▶ [Challenge a]
In the film review below, copy the passage between "Nursing his own" and "honest man broken’.", inclusive.

▶ [Extracted text]
▼

Eleanor McSherry checks out Lies we Tell at the Kerry Film Festival.
This screening was in the largest screen of the cinema, cinema one. There was a very large crowd, as expected for this one, so seating was at a premium. The audience was very mixed, which was good to see. The film was introduced by Maeve McGrath Kerry Film Festival’s hardworking Artistic Director, and Andy McDermott, the film’s producer and writer, they both expressed her joy at the film being screened.
Directed by Mitu Misra, Lies We Tell introduces us to Donald, a man in his 50s, who is a salt-of-the-earth-Yorkshire-man. When his billionaire boss, Demi, dies, Donald is tasked with destroying evidence of his ‘other women’. But Donald doesn’t account for the effect meeting Demi’s hauntingly beautiful 26-year-old mistress Amber will have on him.
Despite trying to keep Amber at arm’s length, Donald has to collude with her to delete a sexy video that would implicate his boss and mean certain death for Amber.
Donald embarks on a journey that leads him face-to-face with Amber’s notorious gangster cousin KD. He discovers Amber was forced to marry KD when they were sixteen, and after being raped by him she risked hell by lying to get an Islamic divorce, leaving both sides of the family devastated.
Now fully qualified as a lawyer, Amber is set to escape to London when the bombshell hits: KD is to marry her naive sixteen year-old sister, Miriam. But soon, we realise it’s part of KD’s twisted plan to win back the love of his life, Amber. The only woman he has ever wanted.
Nursing his own tragic past, Donald is compelled to help Amber, and is dragged deeper into a world of hypocrisy, betrayal and ultimately murder, leaving an honest man broken’.
I will admit from the beginning this is not a world that an Irish girl would know very well or have much access to; it is alien to us and the set up of the film was well executed so that we were led into this world one step at a time. While we have access to British television and the internet, we really don’t often see the diversity of British culture in this way. Its level of social realism was excellent, though often to the point of being unbelievable. I don’t like reading too much of other people’s criticisms or views on a film as I usually don’t agree with them. For me, what’s important is, is the story great, are the characters believable, is it shot well and do I feel something. This film ticked all of those boxes.
The film is boasts a stellar cast with Harvey Keitel, Gabriel Byrne and Sibylla Deen, with Mark Addy and Jan Uddin. Sibylla was wonderful as the main character, Amber, who is a very western girl with a traditional Pakistani background. She was so believable as a successful trainee lawyer who was trying to go places but caught by her traditional background. This is such a contemporary dilemma. There was plenty more revelations to the character’s story but I will not ruin the film for you. In one way you could say that we should not be shocked by what happens to her but in another we should be, as this still goes on in this day and age.

▲

(Items from a data source)

▼

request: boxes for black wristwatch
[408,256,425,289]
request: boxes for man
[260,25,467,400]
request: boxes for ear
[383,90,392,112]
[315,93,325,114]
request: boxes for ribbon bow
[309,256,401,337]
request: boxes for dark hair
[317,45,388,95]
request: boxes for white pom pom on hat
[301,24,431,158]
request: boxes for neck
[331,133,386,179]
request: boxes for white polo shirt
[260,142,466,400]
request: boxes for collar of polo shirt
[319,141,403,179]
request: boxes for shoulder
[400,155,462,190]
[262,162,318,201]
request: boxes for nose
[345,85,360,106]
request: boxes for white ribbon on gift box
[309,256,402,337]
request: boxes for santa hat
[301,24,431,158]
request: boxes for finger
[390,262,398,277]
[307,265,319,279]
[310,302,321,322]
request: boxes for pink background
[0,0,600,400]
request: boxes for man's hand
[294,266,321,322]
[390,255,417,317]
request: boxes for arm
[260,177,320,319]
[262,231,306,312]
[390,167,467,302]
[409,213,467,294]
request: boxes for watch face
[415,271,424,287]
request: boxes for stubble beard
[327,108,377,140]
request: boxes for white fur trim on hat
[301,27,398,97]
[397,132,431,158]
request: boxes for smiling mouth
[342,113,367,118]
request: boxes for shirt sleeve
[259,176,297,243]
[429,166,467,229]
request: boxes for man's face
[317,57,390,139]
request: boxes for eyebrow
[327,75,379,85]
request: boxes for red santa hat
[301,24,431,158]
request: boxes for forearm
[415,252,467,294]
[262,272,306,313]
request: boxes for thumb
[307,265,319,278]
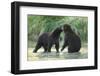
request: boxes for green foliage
[28,15,88,46]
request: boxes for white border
[20,6,94,70]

▲

▶ [Challenge b]
Repeat the lines of the records above from the line holding "request: boxes for collar of polo shirt" through the end of the records, inclusive. Omit the pictures.

▶ [Correct output a]
Nursing his own tragic past, Donald is compelled to help Amber, and is dragged deeper into a world of hypocrisy, betrayal and ultimately murder, leaving an honest man broken’.

▶ [Correct output b]
request: boxes for collar of polo shirt
[319,141,403,179]
request: boxes for shoulder
[400,155,462,190]
[262,162,318,201]
request: boxes for nose
[345,85,360,106]
request: boxes for white ribbon on gift box
[309,256,402,337]
request: boxes for santa hat
[301,24,431,158]
request: boxes for finger
[390,262,398,277]
[307,265,319,279]
[310,302,321,322]
request: boxes for pink background
[0,0,600,400]
request: boxes for man's hand
[294,266,321,322]
[390,255,417,317]
request: boxes for arm
[260,177,320,319]
[262,231,306,312]
[390,167,467,302]
[409,213,467,294]
request: boxes for watch face
[415,271,424,287]
request: boxes for stubble beard
[327,108,377,140]
request: boxes for white fur trim on hat
[301,27,398,97]
[397,132,431,158]
request: boxes for smiling mouth
[342,113,367,118]
request: boxes for shirt sleeve
[259,176,297,243]
[429,166,467,229]
request: boxes for man's face
[317,57,390,139]
request: boxes for eyebrow
[327,75,379,85]
request: boxes for red santa hat
[301,24,431,158]
request: boxes for forearm
[415,252,467,294]
[262,272,306,313]
request: boxes for thumb
[307,265,319,278]
request: boxes for green foliage
[28,15,88,46]
request: boxes for white border
[20,6,94,70]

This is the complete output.